#### [Source]
==================================================
Thursday, January 28, 2016

Angelomorphic Christology




Back in 2009, I published a thread (LINK) that provided selections from three esteemed Reformed theologians (Calvin, Edwards, Gill), who identified the preexistent Jesus as Michael the Archangel.

In the combox of that thread, a link was provided to a ten page online document by Michael Daniels that cited more than a dozen theologians (from various traditions) who also taught that Jesus is Michael the Archangel (an updated, 2014 PDF edition available HERE).

Yesterday, a thread published by Dr. Edgar G. Foster (link), brought back to mind an informative and substantive work by Charles A. Gieschen: Angelomorphic Christology - Antecedents & Early Evidence. [A Google Books  preview is available online HERE.]

This book was originally published back in 1998, and I purchased and read it shortly thereafter. I did not start blogging until 2007, but I suspect that if my blogging endeavors had begun before I read the book, I would have devoted a thread to it. With that said, and thanks to Edgar's post, I am now going to share a few selections from Gieschen's masterful contribution, and then provide links to other germane works that I have found to be worth reading.

In the prologue, Gieschen provides a definition for the term "Angelomorphic";

"Angelomorphic" is an inclusive term which means having some of the various forms and functions of an angel, even though the figure may not be explicitly called an "angel" or considered to have the created nature of an angel... (Page 3, footnote #2)
==================================================
#### [Extracted data]
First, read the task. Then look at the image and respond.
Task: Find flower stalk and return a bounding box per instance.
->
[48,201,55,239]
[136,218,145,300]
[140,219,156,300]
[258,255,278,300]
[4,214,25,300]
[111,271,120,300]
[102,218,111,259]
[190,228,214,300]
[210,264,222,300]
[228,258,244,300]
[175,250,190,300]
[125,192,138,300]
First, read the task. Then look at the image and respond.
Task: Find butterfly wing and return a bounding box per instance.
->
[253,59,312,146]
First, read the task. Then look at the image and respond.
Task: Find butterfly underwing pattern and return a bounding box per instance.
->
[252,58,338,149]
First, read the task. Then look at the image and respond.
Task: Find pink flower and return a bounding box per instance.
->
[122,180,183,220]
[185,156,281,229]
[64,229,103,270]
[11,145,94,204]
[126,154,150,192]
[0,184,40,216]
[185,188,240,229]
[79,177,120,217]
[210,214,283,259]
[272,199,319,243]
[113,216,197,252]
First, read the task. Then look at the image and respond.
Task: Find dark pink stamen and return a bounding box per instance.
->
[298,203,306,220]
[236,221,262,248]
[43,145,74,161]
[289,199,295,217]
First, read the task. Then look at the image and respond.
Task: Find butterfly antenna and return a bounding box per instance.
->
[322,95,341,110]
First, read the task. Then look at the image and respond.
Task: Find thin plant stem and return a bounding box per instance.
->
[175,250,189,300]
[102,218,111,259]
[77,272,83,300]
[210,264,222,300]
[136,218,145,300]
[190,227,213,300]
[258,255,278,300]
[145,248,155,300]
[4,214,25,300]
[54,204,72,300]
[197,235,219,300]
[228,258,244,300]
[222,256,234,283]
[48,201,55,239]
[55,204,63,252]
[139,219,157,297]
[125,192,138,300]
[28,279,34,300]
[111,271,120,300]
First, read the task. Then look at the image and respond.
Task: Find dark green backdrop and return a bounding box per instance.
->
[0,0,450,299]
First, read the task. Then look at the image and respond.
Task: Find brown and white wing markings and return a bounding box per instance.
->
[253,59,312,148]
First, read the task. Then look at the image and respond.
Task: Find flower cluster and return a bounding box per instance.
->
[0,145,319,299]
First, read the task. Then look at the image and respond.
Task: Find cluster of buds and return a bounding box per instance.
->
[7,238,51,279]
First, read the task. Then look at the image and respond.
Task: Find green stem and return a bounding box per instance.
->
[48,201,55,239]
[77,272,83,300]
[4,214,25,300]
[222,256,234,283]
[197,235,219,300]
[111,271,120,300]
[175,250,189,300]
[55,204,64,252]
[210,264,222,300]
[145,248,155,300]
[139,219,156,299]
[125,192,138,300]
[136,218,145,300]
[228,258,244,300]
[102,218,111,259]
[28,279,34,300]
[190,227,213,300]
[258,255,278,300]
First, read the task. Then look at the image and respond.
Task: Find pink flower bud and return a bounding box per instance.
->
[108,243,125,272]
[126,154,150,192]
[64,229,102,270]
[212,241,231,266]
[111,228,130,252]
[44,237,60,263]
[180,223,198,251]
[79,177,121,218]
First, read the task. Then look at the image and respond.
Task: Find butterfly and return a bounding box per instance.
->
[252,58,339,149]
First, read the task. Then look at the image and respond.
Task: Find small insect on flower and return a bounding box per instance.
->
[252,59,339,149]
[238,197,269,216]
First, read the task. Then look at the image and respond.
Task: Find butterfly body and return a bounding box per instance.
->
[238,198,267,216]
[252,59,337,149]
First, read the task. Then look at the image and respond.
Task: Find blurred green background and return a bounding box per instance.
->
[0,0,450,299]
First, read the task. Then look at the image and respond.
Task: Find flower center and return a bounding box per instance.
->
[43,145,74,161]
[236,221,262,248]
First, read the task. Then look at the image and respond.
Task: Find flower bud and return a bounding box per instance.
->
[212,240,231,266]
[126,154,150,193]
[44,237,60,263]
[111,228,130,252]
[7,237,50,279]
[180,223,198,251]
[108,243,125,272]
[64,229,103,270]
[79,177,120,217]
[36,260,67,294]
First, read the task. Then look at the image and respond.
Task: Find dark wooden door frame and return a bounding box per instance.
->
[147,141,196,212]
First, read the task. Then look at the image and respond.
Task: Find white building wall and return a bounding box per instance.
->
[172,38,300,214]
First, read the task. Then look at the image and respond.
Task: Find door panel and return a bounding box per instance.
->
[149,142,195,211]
==================================================
#### [Task list]
(a) Summarize the blog post in two sentences.
(b) Transcribe the blog post word for word, starting at "This book was" and ending at "3, footnote #2)".
The lines are not needed for any of this work.

#### [Answers]
(a) The author recalls a 2009 thread quoting Calvin, Edwards, and Gill, who identified the preexistent Jesus as Michael the Archangel, along with a document by Michael Daniels that cites more than a dozen theologians holding the same view. Prompted by a thread from Dr. Edgar G. Foster, the author sets out to share selections from Charles A. Gieschen's 1998 book Angelomorphic Christology, which defines "angelomorphic" as having some of an angel's forms and functions even when the figure is not explicitly called an angel or considered to have an angel's created nature.

(b)
This book was originally published back in 1998, and I purchased and read it shortly thereafter. I did not start blogging until 2007, but I suspect that if my blogging endeavors had begun before I read the book, I would have devoted a thread to it. With that said, and thanks to Edgar's post, I am now going to share a few selections from Gieschen's masterful contribution, and then provide links to other germane works that I have found to be worth reading.

In the prologue, Gieschen provides a definition for the term "Angelomorphic";

"Angelomorphic" is an inclusive term which means having some of the various forms and functions of an angel, even though the figure may not be explicitly called an "angel" or considered to have the created nature of an angel... (Page 3, footnote #2)